▶ _Task a_
Tally the lines of the records that contain the string "positive", treating uppercase and lowercase as different. Give only the number.

▶ _Text excerpt_
- - - - -
But what was lacking in quantity was present in quality as some of South Africa’s most famous running faces and very best Top Runners took to the roads once again. The first woman to break six hours on the Comrades Marathon Up Run Gerda Steyn won the ladies race in 34:43 by over two minutes from Lebogang Phalula-Luthli, while 9-time Comrades Marathon champion Bruce Fordyce also lined up at the start line. Although he finished well behind Mbuleli Mathanga’s winning time of 29:45, The Comrades King’s presence added a special celebrity touch to the race.
Ultimately Ferreira hopes that AAC’s first tentative steps into the unknown will inspire other race organisers to follow suit. “The other clubs have the advantage now, we were the guinea pigs. We had to go by trial and error and just had to have faith. I think the turn around time was the issue for us and that’s where other races will have the advantage. A lot of them were here on the day so they will have seen how we did,” he shares.
The Top Runner has learnt that CGA are planning a workshop where Ferreira and his team will share some of their insights into organising a race under level 1 lockdown regulations. Let’s hope that is soon so that we see at least one more road race in Gauteng before the end of what has been a challenging year for sport in general. Well done Alberton Athletic Club for leading from the front!
- - - - -
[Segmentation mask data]
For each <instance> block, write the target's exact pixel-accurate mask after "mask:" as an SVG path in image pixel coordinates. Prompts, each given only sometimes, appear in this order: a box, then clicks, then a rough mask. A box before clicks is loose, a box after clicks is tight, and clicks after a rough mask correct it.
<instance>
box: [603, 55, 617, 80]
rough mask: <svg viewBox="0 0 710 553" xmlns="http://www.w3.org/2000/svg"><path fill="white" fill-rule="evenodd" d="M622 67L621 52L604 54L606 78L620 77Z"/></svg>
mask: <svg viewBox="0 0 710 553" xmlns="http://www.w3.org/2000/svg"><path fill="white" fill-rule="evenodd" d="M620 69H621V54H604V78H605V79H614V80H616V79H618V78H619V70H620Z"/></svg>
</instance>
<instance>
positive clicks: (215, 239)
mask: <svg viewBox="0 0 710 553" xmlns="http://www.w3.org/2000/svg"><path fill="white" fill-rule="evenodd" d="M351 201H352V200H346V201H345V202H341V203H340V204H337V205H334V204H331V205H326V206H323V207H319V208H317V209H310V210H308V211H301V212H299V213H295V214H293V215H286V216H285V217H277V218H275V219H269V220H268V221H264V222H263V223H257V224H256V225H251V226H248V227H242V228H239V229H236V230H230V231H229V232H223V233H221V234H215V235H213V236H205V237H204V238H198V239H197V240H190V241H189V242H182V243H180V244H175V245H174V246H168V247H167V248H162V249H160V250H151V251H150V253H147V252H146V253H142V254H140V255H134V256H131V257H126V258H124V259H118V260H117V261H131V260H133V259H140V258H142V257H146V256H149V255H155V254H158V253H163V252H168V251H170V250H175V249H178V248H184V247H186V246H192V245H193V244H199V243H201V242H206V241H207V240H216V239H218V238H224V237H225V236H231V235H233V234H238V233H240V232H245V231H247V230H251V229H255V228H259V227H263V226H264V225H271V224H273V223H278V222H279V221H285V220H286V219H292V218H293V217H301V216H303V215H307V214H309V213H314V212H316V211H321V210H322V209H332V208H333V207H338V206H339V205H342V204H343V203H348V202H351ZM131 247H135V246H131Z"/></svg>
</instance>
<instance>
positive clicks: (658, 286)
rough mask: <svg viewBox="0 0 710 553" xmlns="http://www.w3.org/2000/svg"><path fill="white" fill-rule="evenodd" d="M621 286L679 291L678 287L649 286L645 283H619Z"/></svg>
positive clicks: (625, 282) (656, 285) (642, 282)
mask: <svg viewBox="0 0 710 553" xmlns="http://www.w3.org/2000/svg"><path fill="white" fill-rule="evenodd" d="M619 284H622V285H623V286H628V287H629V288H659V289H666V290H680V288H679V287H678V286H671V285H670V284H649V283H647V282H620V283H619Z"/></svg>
- - - - -
▶ _Task b_
According to the race report, what was Gerda Steyn's winning time in the ladies race?

▶ _Your solution a_
3

▶ _Your solution b_
34:43